▶ _Source text_:
LEDT

Low Energy Degradation Triangle (LEDT)

Introduction

Power transformers remain one of the key components of any power network and although passive in nature internally it hosts a dynamic environment of magnetic forces, chemical reactions and electrical activity which has to maintain the finest equilibrium to ensure long term sustainability.The proposed model, Low Energy Degradation Triangle, is composed from the three dissolved gases hydrogen, methane and carbon monoxide. These three dissolved gases generally start to be formed from low energy degradation processes within the power transformer. The three gases are plotted as a triangular plot on a XY plane allowing for creation of specific regions and trends as the transformer insulation degrades under different operating conditions. The nature of the model is that it is sensitive to both degradation of the cellulose and oil insulation and the amount of energy that may be present.The Low Energy Degradation Triangle provides an early detection of a change in transformer health from normal to defective state. This model is potentially effective when applied to on-line dissolved gas samples were trending of dissolved gases play a key role in detecting incipient changes in the level of insulation degradation. The advantage of this method is that it allows for the identification of a change in transformer health status caused by degradation mechanisms developing from low energy sources. The Low Energy Degradation Triangle has been successfully applied to the GSU transformer fleet within a large Power Utility where significant defective transformer health statuses have been identified and highlighted as a warning for intense monitoring.

[Annotated photo localization data]
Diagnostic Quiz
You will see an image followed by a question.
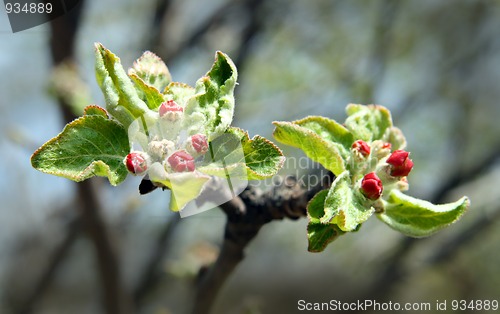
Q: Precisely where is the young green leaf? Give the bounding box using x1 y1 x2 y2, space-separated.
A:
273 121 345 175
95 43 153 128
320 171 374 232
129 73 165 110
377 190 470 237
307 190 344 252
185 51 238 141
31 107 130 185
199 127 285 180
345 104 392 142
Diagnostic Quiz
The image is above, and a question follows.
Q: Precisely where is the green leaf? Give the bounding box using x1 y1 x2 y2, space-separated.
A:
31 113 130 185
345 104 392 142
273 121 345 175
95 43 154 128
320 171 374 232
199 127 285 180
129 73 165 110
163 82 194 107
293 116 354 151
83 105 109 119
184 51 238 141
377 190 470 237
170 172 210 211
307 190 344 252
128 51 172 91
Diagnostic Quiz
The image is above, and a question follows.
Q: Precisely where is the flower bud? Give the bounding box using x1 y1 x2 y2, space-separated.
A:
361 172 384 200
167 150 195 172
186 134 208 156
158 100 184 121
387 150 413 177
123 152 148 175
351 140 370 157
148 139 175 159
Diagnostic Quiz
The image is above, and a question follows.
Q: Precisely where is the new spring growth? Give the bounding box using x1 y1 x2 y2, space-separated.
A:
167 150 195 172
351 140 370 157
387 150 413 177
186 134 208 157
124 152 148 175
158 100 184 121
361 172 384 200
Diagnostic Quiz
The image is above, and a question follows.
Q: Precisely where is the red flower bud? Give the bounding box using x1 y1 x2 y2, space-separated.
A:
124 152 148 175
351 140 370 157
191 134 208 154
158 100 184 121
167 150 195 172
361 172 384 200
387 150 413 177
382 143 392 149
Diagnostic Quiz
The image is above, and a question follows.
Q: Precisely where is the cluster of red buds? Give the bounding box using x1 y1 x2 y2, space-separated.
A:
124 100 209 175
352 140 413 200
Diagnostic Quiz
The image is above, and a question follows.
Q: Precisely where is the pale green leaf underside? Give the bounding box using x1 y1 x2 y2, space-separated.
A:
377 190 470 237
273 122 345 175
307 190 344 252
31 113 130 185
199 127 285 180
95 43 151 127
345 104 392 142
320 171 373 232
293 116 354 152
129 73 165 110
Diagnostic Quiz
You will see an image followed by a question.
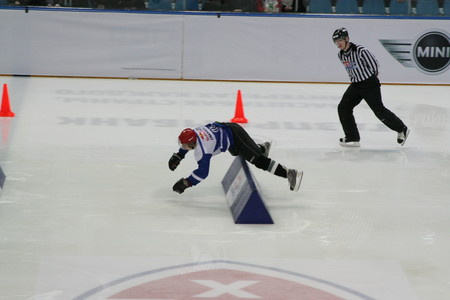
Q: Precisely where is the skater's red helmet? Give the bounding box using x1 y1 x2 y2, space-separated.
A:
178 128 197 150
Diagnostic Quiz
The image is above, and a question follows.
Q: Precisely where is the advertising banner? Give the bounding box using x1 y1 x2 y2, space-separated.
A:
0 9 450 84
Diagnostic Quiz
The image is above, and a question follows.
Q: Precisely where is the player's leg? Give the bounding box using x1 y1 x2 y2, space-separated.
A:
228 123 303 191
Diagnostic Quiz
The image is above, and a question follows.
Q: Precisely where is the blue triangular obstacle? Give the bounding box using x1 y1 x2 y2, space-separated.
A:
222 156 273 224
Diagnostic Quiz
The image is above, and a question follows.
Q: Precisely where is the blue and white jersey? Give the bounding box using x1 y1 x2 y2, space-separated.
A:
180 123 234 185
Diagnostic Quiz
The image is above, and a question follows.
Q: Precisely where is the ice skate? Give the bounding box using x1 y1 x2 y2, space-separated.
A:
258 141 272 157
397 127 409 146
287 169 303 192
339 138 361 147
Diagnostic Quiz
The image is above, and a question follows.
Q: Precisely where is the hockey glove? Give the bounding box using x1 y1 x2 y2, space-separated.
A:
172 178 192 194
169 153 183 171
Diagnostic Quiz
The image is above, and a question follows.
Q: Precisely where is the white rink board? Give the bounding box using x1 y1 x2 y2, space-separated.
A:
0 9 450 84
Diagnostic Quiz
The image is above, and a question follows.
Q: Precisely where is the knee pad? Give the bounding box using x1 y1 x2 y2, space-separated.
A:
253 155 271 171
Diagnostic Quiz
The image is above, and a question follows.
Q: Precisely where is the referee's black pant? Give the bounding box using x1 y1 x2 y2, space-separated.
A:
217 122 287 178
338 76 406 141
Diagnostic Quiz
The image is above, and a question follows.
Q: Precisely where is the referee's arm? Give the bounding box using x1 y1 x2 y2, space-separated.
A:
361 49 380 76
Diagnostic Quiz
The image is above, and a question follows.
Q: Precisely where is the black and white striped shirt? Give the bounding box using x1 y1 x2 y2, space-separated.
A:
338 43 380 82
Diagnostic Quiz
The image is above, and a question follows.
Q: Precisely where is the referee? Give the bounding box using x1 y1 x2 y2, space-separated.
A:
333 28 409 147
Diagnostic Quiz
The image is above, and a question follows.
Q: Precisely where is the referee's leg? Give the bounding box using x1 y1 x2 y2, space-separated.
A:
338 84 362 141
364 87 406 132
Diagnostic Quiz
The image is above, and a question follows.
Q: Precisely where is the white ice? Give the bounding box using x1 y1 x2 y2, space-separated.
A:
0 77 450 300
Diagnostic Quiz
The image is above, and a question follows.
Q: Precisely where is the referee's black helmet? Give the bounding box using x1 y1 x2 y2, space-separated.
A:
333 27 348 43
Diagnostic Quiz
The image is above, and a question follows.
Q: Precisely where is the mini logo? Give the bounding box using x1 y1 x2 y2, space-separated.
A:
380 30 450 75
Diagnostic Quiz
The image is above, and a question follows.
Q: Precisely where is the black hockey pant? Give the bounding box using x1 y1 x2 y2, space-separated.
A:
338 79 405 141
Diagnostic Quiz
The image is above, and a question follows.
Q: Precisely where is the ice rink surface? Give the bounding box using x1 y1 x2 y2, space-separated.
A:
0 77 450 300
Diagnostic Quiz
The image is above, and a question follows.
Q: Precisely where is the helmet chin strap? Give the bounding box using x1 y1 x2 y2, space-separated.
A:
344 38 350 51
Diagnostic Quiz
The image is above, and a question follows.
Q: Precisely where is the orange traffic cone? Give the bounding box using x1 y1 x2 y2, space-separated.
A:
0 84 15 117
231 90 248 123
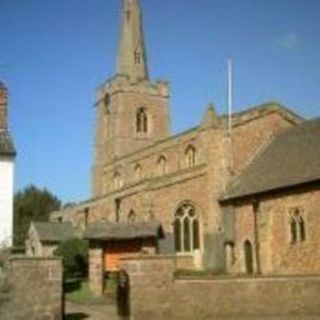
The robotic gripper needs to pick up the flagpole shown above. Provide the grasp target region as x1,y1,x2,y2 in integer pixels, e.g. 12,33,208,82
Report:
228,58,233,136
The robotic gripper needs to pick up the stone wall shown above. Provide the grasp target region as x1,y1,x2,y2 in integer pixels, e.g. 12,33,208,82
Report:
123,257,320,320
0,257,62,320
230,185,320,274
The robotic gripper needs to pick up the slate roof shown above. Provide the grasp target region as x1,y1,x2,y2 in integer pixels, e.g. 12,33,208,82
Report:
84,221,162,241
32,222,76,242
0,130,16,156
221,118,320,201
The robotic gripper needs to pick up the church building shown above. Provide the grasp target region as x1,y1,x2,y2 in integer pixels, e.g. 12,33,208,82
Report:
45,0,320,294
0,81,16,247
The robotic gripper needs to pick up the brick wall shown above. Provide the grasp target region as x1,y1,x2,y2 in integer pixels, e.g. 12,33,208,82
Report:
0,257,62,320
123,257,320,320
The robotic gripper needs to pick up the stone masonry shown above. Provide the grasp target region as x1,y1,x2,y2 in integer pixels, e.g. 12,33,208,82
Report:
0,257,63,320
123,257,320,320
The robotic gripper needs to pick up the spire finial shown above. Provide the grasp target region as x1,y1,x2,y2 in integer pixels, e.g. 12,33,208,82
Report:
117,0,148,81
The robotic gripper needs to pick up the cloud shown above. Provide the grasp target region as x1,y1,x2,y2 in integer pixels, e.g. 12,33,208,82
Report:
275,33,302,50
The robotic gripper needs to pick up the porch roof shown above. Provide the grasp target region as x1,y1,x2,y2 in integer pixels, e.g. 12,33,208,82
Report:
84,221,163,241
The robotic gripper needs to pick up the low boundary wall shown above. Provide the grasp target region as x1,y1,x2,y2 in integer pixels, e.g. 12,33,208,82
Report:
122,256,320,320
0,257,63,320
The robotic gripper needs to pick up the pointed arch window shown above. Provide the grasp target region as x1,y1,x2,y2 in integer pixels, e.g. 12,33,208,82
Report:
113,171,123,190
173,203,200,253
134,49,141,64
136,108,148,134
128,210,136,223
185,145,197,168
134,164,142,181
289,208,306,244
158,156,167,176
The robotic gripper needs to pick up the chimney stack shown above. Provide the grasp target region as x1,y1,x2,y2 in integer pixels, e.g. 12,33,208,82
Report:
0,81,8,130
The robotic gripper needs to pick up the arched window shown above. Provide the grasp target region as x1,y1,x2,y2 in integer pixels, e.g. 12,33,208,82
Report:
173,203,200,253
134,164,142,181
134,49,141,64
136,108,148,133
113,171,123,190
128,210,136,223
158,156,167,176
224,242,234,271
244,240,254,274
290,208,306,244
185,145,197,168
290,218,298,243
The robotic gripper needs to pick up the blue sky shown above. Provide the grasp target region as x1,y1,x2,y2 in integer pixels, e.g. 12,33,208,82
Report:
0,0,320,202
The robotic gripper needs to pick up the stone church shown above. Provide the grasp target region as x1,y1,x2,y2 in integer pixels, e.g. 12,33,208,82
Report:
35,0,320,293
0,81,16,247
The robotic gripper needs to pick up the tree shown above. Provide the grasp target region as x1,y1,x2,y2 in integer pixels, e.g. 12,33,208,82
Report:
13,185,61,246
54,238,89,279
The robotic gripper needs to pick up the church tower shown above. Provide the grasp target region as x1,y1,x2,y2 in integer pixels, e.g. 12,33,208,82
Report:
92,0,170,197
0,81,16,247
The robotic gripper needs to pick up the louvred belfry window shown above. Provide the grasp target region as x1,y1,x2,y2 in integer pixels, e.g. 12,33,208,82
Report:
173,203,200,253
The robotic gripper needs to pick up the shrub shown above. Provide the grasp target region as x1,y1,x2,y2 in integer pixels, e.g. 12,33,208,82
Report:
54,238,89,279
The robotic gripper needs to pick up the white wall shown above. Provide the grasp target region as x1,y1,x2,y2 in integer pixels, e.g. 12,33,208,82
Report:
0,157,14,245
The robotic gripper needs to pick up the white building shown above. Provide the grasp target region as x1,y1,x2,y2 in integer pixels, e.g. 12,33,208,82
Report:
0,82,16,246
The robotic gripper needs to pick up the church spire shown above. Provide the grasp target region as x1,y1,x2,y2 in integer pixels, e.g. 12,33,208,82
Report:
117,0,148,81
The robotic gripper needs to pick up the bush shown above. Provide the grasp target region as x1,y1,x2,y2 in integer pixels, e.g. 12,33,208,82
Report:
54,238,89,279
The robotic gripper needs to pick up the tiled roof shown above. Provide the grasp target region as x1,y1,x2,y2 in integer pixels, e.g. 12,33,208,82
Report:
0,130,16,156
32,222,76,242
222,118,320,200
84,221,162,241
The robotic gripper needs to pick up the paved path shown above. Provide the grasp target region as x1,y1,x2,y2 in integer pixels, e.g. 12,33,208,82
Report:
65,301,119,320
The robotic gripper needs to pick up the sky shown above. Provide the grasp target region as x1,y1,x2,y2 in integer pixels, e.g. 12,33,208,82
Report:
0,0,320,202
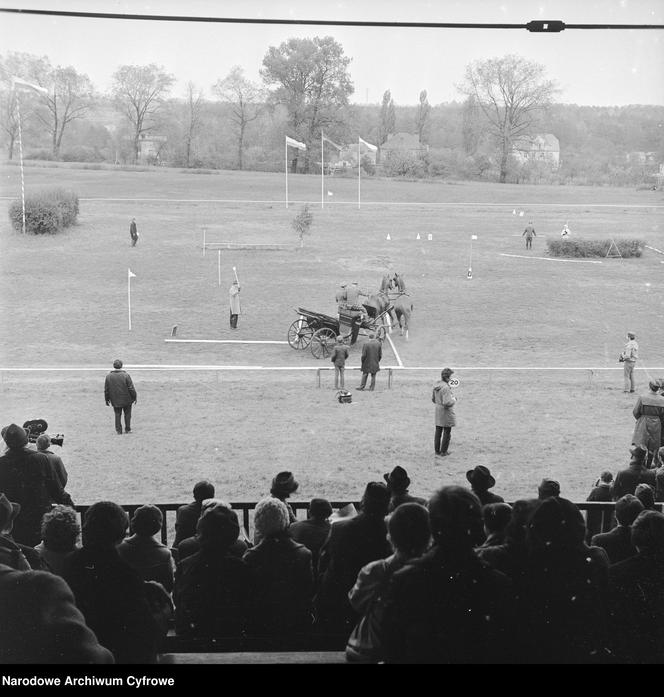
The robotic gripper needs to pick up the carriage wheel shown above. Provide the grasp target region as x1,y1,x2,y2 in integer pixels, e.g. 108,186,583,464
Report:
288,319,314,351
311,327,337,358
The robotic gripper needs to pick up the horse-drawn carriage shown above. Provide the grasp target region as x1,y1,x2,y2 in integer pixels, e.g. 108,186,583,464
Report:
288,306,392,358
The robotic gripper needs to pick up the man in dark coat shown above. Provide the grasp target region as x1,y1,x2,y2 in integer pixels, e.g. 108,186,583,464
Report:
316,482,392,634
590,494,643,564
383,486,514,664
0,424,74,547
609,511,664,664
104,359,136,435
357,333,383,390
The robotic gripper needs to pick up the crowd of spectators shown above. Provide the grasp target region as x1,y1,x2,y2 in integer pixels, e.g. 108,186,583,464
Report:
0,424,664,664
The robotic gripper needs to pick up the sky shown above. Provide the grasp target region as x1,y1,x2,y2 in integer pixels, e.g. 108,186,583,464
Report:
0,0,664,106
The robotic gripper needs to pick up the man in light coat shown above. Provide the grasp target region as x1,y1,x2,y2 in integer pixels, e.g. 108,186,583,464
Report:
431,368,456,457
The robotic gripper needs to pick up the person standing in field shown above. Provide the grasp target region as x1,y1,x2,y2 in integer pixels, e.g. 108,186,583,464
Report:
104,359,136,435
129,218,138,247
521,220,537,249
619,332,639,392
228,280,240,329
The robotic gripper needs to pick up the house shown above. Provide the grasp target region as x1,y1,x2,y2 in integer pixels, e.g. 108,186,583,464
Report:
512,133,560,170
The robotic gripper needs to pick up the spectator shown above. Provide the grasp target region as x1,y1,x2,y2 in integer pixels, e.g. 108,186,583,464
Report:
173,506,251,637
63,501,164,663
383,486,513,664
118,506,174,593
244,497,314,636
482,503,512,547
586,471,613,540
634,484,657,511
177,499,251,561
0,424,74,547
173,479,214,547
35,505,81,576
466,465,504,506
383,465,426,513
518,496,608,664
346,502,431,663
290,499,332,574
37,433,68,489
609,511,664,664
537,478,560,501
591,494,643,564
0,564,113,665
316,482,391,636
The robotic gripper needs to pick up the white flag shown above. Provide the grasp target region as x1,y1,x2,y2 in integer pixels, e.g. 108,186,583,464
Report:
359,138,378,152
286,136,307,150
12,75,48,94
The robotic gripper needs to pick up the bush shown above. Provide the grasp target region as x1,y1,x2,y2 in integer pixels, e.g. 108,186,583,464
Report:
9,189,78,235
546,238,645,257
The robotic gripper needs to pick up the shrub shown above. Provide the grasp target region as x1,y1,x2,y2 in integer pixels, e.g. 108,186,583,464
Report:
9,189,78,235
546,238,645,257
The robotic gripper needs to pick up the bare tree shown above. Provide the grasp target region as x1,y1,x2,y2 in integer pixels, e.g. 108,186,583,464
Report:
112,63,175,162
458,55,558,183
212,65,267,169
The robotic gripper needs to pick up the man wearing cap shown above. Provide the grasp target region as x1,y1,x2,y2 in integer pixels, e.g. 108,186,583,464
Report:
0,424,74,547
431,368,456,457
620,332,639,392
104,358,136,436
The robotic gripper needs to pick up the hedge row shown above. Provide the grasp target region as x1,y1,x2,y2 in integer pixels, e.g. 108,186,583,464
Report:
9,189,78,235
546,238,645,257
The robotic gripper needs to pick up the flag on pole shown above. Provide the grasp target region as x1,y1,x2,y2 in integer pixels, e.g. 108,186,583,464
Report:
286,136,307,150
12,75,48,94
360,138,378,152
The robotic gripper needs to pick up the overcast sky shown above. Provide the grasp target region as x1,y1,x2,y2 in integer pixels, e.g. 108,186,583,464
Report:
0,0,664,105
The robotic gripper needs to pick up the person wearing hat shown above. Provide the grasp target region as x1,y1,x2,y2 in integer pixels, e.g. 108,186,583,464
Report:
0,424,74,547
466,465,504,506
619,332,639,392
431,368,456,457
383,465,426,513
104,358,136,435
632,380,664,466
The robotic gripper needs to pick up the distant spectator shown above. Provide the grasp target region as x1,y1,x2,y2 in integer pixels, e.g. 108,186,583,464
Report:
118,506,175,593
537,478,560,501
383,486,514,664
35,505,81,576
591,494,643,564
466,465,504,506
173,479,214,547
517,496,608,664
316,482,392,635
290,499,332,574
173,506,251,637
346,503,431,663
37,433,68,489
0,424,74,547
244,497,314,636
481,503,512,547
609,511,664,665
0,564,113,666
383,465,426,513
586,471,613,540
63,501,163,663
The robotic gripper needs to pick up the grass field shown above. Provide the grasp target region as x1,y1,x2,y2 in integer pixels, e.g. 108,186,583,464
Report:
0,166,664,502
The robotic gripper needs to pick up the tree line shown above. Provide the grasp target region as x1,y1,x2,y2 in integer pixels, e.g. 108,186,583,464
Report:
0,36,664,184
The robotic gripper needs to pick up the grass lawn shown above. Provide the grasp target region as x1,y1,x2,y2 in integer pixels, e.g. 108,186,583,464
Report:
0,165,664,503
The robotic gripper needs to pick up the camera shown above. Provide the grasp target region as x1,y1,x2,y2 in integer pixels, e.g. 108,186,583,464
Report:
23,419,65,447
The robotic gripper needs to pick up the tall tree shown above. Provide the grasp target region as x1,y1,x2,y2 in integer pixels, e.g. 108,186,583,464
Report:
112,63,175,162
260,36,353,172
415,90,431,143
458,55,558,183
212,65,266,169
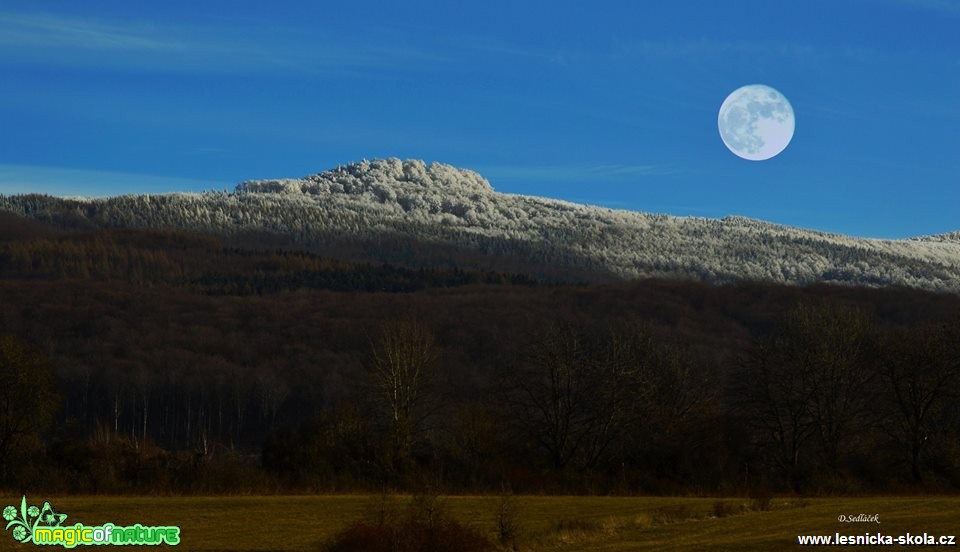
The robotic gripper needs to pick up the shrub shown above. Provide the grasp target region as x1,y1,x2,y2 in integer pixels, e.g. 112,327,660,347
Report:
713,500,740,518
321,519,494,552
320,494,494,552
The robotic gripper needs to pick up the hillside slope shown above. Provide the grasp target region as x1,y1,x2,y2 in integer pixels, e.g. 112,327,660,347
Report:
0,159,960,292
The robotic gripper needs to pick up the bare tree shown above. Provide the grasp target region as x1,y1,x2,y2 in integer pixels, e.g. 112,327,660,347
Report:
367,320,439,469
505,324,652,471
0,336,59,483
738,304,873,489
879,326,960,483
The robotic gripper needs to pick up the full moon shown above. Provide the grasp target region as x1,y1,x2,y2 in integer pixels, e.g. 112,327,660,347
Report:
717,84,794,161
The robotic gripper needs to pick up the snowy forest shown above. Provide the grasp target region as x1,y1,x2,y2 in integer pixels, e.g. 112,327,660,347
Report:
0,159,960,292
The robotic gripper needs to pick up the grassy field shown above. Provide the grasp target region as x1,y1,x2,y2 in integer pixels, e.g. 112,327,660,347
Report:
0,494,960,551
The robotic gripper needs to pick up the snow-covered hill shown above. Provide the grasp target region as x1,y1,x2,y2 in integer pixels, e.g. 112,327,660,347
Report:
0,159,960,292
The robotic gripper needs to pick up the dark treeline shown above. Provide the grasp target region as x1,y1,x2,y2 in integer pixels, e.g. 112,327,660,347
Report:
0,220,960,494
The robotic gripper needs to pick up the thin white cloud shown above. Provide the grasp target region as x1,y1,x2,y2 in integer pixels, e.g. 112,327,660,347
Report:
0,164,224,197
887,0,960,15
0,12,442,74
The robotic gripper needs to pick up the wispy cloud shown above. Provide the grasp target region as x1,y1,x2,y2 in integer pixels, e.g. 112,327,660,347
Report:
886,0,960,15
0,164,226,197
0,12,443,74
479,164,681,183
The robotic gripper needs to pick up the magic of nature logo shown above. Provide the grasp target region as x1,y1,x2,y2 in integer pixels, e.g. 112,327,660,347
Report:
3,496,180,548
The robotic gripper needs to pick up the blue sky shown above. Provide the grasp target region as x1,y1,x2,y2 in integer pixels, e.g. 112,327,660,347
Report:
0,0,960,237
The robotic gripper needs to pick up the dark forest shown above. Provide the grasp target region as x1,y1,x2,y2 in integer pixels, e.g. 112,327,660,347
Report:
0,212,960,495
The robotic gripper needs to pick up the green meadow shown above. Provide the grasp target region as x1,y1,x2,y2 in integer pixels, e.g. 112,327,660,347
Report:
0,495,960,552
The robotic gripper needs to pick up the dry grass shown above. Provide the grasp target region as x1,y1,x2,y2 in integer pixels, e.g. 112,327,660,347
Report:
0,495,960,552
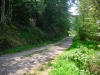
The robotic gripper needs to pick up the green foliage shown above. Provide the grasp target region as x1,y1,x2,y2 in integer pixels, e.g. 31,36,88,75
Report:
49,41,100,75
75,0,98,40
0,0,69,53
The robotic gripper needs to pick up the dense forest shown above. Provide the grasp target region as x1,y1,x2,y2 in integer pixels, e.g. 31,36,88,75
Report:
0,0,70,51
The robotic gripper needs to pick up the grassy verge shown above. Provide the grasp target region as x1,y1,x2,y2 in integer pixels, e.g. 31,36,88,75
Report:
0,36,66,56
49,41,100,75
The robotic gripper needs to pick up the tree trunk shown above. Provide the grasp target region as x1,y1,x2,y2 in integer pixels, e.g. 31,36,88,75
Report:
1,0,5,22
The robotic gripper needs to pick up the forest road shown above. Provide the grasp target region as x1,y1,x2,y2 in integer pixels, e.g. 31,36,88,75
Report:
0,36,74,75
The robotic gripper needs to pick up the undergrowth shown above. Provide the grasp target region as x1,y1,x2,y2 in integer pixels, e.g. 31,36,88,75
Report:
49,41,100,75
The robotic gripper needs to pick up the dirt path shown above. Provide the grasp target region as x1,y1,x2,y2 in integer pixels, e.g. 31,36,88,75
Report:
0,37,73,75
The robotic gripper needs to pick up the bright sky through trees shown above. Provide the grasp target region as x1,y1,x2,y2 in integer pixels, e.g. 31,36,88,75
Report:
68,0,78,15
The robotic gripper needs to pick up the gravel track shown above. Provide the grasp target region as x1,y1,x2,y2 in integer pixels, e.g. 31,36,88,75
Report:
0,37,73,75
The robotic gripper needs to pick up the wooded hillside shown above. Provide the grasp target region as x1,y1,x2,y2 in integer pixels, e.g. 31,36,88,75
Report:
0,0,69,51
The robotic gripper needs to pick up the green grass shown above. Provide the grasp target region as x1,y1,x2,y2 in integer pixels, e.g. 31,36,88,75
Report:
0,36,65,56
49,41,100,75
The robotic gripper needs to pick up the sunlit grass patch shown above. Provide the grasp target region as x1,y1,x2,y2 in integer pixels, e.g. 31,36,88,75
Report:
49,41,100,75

▶ _Your instructions_:
Answer these questions from the Low Energy Degradation Triangle text above.
(a) Which three dissolved gases make up the model?
(b) To what kind of dissolved gas samples is the model described as potentially effective when applied?
(c) To which transformer fleet has the model been successfully applied?

▶ _Finished task_:
(a) Hydrogen, methane and carbon monoxide.
(b) On-line dissolved gas samples.
(c) The GSU transformer fleet within a large Power Utility.